> Work required
Reproduce every line of the records below verbatim, keeping their order and formatting unchanged.

> Supplied material

****************************************

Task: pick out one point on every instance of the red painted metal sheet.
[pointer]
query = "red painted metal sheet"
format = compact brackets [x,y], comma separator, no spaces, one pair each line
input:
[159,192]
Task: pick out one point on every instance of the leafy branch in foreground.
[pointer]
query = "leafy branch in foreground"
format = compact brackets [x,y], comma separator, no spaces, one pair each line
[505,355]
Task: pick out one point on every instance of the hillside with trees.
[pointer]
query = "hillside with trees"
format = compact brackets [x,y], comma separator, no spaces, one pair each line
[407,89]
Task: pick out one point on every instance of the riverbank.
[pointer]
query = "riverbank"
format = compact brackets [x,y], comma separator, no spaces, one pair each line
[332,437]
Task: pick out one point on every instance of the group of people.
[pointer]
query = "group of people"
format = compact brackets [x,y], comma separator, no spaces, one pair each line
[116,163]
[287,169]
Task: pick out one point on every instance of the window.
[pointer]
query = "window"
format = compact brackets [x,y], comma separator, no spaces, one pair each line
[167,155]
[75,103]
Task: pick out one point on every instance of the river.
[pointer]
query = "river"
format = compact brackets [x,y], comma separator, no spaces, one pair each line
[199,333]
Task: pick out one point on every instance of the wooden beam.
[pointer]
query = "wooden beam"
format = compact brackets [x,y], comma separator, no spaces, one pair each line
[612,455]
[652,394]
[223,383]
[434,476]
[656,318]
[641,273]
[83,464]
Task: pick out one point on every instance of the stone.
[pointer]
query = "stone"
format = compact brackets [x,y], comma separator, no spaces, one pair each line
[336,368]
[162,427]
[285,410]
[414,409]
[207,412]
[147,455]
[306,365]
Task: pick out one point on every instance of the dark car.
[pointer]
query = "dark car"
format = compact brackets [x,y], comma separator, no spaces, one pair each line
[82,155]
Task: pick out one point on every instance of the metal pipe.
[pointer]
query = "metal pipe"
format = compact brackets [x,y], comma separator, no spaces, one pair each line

****************************************

> Exercise response
Task: pick out one point on every instance of the red painted metal sheet.
[pointer]
query = "red painted metal sheet"
format = compact brackets [x,y], comma separator, no spaces, one pair each line
input:
[159,192]
Task: pick out one point on every instance of the leafy branch in foreground.
[pointer]
query = "leafy branch in foreground"
format = compact brackets [x,y], comma separator, no spaces, one pair each line
[505,355]
Task: pick out one point on every instance of the hillside with trees.
[pointer]
query = "hillside with trees"
format = compact brackets [x,y], comma separator, no spaces, one pair each line
[407,89]
Task: pick out one point on every instance of the riverbank.
[pointer]
query = "riverbank"
format = compact brackets [x,y], comma separator, no spaces, one pair each line
[332,437]
Task: pick out one point on every instance of the group of people.
[pointer]
query = "group of people"
format = compact brackets [x,y], comma separator, no spaces, one pair each line
[116,163]
[287,169]
Task: pick out one point on every instance of the window.
[pointer]
query = "window"
format = compact brackets [x,y], comma separator, no spaces, one pair each line
[167,155]
[75,103]
Task: pick out one point on every instance of the river.
[pointer]
query = "river"
format = compact brackets [x,y], comma separator, no spaces, one pair each line
[199,333]
Task: pick out one point on every instance of the wooden beam.
[pointer]
query = "wooden beam"
format = compact brackets [x,y], comma separator, no spaces, one pair each line
[612,455]
[652,394]
[223,383]
[434,476]
[656,318]
[641,273]
[83,464]
Task: pick out one point on every instance of the stone.
[pointer]
query = "stone"
format = compact brackets [x,y], comma separator, no spaces, one pair each line
[336,368]
[162,427]
[285,410]
[414,409]
[207,412]
[147,455]
[306,365]
Task: pick out one point on every instance of the dark car.
[pointer]
query = "dark car"
format = compact brackets [x,y], comma separator, no spaces, one pair each line
[82,155]
Task: pick out one point on every instance of the metal pipe.
[pointer]
query = "metal pipe"
format = compact brackets [x,y], comma separator, no spaces, one pair each line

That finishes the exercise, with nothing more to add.